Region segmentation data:
● ● ● ●

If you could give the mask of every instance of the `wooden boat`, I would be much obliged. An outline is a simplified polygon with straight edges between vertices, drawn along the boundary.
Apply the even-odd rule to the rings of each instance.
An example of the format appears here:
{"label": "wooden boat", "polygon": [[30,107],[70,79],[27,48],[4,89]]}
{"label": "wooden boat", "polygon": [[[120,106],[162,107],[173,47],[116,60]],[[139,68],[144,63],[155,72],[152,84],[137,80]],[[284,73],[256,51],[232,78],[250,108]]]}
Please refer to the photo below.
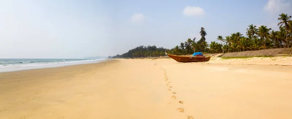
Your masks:
{"label": "wooden boat", "polygon": [[183,56],[167,54],[170,58],[173,59],[178,62],[208,62],[211,59],[211,56]]}

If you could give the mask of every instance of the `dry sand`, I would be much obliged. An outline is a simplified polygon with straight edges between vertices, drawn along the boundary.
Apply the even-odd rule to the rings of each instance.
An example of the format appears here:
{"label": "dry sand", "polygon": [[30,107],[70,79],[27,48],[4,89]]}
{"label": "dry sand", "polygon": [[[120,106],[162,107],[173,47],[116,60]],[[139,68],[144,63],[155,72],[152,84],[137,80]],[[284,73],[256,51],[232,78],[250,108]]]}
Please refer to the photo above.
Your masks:
{"label": "dry sand", "polygon": [[120,59],[0,73],[0,119],[292,119],[292,66]]}

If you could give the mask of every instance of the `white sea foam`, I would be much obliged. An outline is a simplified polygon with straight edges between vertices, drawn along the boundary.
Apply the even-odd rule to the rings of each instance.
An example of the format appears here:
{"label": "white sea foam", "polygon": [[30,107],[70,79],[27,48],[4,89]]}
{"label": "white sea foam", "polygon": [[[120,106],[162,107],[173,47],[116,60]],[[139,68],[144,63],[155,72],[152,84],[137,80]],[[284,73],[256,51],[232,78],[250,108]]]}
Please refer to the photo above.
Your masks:
{"label": "white sea foam", "polygon": [[7,72],[34,68],[53,68],[79,64],[95,63],[105,61],[107,59],[94,59],[66,61],[65,60],[60,60],[61,62],[32,62],[29,61],[24,61],[20,62],[20,63],[19,64],[5,65],[0,64],[0,72]]}

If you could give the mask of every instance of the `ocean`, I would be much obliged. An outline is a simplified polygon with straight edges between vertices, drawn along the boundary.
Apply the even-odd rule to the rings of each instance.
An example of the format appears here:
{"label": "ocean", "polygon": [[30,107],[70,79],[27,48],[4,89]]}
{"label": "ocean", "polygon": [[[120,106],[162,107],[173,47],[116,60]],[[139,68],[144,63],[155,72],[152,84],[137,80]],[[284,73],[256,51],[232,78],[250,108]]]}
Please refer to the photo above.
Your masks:
{"label": "ocean", "polygon": [[94,63],[106,60],[105,59],[0,59],[0,72]]}

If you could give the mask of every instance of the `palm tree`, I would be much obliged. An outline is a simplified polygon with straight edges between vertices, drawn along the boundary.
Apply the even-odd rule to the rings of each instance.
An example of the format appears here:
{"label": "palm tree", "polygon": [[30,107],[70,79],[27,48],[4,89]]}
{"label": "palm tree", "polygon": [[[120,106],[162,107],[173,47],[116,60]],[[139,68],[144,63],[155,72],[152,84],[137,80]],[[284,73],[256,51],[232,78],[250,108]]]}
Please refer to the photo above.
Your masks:
{"label": "palm tree", "polygon": [[246,35],[251,39],[252,37],[254,37],[255,34],[257,34],[258,30],[256,29],[256,26],[253,24],[249,25],[248,27],[248,28],[246,29],[246,31],[247,31],[246,32]]}
{"label": "palm tree", "polygon": [[216,45],[216,43],[215,41],[211,41],[209,46],[210,53],[213,53],[218,51],[217,50],[217,49],[218,48],[217,45]]}
{"label": "palm tree", "polygon": [[200,39],[200,42],[202,41],[206,41],[206,38],[205,36],[207,35],[207,32],[206,32],[206,31],[205,31],[205,28],[203,27],[201,27],[201,31],[200,32],[200,34],[201,36]]}
{"label": "palm tree", "polygon": [[271,38],[272,39],[272,40],[274,41],[274,45],[275,46],[275,48],[276,48],[277,47],[276,46],[276,41],[277,40],[278,35],[277,35],[276,32],[274,30],[272,30],[271,33],[270,33],[270,35],[271,35]]}
{"label": "palm tree", "polygon": [[218,37],[217,37],[217,40],[220,40],[220,42],[221,42],[221,45],[222,45],[222,53],[224,53],[224,50],[223,49],[223,44],[222,43],[222,42],[224,41],[224,39],[223,39],[223,37],[222,36],[222,35],[218,36]]}
{"label": "palm tree", "polygon": [[226,42],[226,44],[228,45],[228,48],[227,49],[227,52],[229,52],[229,46],[230,46],[231,43],[231,39],[230,38],[230,36],[225,36],[225,41]]}
{"label": "palm tree", "polygon": [[271,37],[270,35],[270,31],[271,28],[267,28],[267,26],[261,25],[258,28],[258,35],[261,37],[261,39],[264,41],[264,49],[267,49],[266,47],[266,40],[269,39]]}
{"label": "palm tree", "polygon": [[278,20],[281,20],[281,21],[280,21],[278,23],[278,26],[280,25],[280,27],[282,27],[283,25],[285,25],[285,32],[286,32],[286,43],[287,43],[287,47],[289,48],[289,46],[288,45],[288,39],[287,38],[287,29],[289,26],[291,27],[291,23],[292,22],[291,20],[290,20],[290,18],[292,17],[291,16],[288,16],[287,14],[284,14],[284,13],[282,13],[281,15],[279,15],[279,17],[278,18]]}
{"label": "palm tree", "polygon": [[191,52],[191,43],[193,41],[191,39],[191,38],[188,38],[187,39],[187,40],[186,41],[186,42],[187,42],[188,44],[187,46],[188,46],[188,53],[190,53]]}
{"label": "palm tree", "polygon": [[249,42],[246,38],[246,37],[242,37],[239,40],[239,47],[243,49],[243,51],[245,51],[246,49],[252,50],[252,48],[248,46]]}

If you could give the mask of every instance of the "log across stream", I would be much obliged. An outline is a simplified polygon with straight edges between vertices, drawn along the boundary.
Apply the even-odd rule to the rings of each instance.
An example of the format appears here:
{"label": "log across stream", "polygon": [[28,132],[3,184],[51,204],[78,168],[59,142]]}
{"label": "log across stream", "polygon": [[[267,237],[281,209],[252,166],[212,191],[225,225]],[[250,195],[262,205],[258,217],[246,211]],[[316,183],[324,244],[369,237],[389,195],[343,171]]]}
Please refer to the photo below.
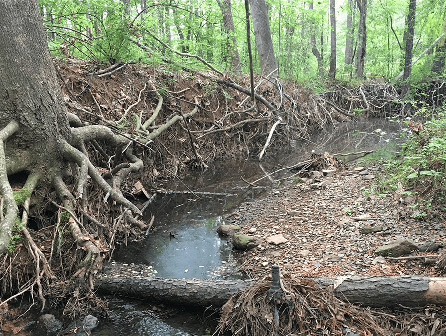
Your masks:
{"label": "log across stream", "polygon": [[[313,279],[316,287],[338,298],[370,307],[446,305],[446,278],[424,276],[359,277]],[[221,307],[240,290],[253,284],[250,280],[179,279],[127,276],[98,279],[98,290],[149,302],[179,305]]]}

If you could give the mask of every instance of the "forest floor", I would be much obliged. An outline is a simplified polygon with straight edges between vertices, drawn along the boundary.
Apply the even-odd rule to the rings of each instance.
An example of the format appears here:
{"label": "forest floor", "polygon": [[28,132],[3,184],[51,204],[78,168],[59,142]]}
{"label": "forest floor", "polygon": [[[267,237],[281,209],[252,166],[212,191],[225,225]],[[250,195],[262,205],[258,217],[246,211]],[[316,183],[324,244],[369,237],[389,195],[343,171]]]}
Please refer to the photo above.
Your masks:
{"label": "forest floor", "polygon": [[[415,199],[401,190],[374,192],[381,174],[371,169],[379,168],[360,172],[352,168],[320,181],[306,179],[244,203],[226,220],[259,239],[257,248],[239,256],[242,270],[260,278],[269,276],[275,263],[282,274],[299,277],[442,275],[439,257],[432,256],[444,249],[446,223],[418,219],[411,207]],[[372,228],[377,231],[366,233]],[[280,234],[284,242],[267,242]],[[375,253],[397,239],[438,250],[415,250],[396,259]]]}

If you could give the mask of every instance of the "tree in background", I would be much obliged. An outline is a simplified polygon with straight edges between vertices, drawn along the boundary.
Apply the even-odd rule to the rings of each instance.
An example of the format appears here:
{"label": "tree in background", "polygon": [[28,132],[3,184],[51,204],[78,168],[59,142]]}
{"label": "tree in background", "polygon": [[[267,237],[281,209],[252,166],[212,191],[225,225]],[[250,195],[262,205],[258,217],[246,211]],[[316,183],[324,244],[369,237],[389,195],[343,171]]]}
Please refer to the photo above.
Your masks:
{"label": "tree in background", "polygon": [[355,41],[355,28],[356,25],[353,24],[355,22],[356,6],[355,0],[348,0],[348,7],[347,9],[347,33],[345,39],[345,57],[344,64],[345,65],[345,71],[346,72],[351,70],[351,66],[353,65],[353,42]]}
{"label": "tree in background", "polygon": [[415,10],[416,0],[410,0],[409,2],[409,13],[407,14],[407,34],[406,39],[405,56],[404,57],[404,73],[403,75],[403,86],[401,96],[405,97],[410,91],[409,77],[412,72],[412,57],[413,55],[413,36],[415,32]]}
{"label": "tree in background", "polygon": [[223,22],[227,34],[227,53],[231,58],[231,70],[236,75],[241,74],[241,65],[237,48],[237,40],[235,38],[235,29],[232,19],[232,11],[231,9],[231,0],[217,0],[217,3],[222,10]]}
{"label": "tree in background", "polygon": [[273,48],[266,3],[265,0],[254,0],[250,4],[262,74],[268,76],[271,73],[272,78],[276,77],[278,75],[276,71],[277,63]]}
{"label": "tree in background", "polygon": [[356,53],[356,77],[364,76],[364,62],[365,58],[367,42],[367,27],[366,18],[367,13],[367,0],[356,0],[359,9],[359,25],[358,28],[358,51]]}
{"label": "tree in background", "polygon": [[330,68],[329,77],[336,78],[336,7],[335,0],[330,0]]}

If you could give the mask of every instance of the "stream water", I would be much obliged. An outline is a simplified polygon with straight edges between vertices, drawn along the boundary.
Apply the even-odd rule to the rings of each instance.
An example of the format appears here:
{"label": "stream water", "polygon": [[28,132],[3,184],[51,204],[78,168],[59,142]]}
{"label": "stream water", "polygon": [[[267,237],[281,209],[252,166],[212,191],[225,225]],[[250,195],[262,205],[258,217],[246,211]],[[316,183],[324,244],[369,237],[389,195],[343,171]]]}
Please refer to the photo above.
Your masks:
{"label": "stream water", "polygon": [[[277,186],[275,180],[291,174],[285,170],[281,175],[263,179],[256,183],[259,187],[254,188],[247,188],[241,177],[253,181],[266,173],[303,161],[313,150],[334,154],[377,149],[368,157],[379,159],[398,150],[396,144],[401,141],[403,133],[401,125],[384,119],[339,124],[327,131],[315,132],[309,140],[293,140],[287,148],[269,154],[261,163],[255,157],[219,161],[204,172],[187,172],[181,182],[173,180],[158,183],[157,188],[174,192],[157,194],[145,214],[146,220],[155,216],[153,231],[143,240],[121,247],[115,252],[115,260],[150,265],[159,277],[239,277],[230,243],[221,239],[215,229],[223,223],[224,214],[243,202],[262,197],[266,188]],[[356,158],[339,157],[344,162]],[[203,193],[207,192],[214,194]],[[148,309],[143,302],[115,298],[111,300],[111,323],[97,328],[92,335],[208,335],[207,323],[200,323],[201,313],[189,311],[172,318],[162,318]]]}

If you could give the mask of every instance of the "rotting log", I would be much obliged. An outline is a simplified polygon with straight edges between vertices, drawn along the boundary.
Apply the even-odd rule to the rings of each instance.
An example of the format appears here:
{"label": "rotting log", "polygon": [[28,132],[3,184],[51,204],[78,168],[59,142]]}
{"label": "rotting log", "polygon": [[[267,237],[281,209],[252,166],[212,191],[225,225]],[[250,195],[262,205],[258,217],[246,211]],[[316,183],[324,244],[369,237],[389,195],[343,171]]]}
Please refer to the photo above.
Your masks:
{"label": "rotting log", "polygon": [[[333,291],[341,299],[364,306],[392,307],[399,305],[408,307],[430,304],[446,305],[446,278],[353,276],[318,278],[311,280],[314,281],[316,285]],[[222,306],[232,295],[254,282],[249,280],[124,276],[98,279],[95,288],[102,292],[166,303]]]}
{"label": "rotting log", "polygon": [[221,307],[231,296],[254,281],[166,278],[102,278],[95,282],[98,290],[137,299],[173,304]]}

● ● ● ●

• [Required task] Pull out every line in the rows above that contains the word "floor".

• [Output]
If you could give the mask of every instance of the "forest floor", I would be much obliged. An outline is a simplified polygon with straight edges between vertices, drawn along the boundary.
{"label": "forest floor", "polygon": [[28,132],[3,184],[51,204],[78,168],[59,142]]}
{"label": "forest floor", "polygon": [[[267,237],[281,209],[252,166],[212,191],[225,225]],[[250,195],[262,205],[258,217],[246,211]],[[316,183],[324,244],[369,237],[389,195],[343,171]]]}
{"label": "forest floor", "polygon": [[[415,199],[401,190],[374,192],[381,174],[371,169],[379,168],[360,172],[352,168],[320,181],[306,179],[244,203],[226,220],[259,239],[257,248],[239,256],[242,270],[260,278],[269,276],[275,263],[282,274],[299,277],[442,275],[439,257],[432,256],[444,249],[446,223],[418,219],[411,207]],[[372,228],[377,231],[366,233]],[[280,234],[284,242],[267,242]],[[375,253],[397,239],[438,250],[415,250],[396,259]]]}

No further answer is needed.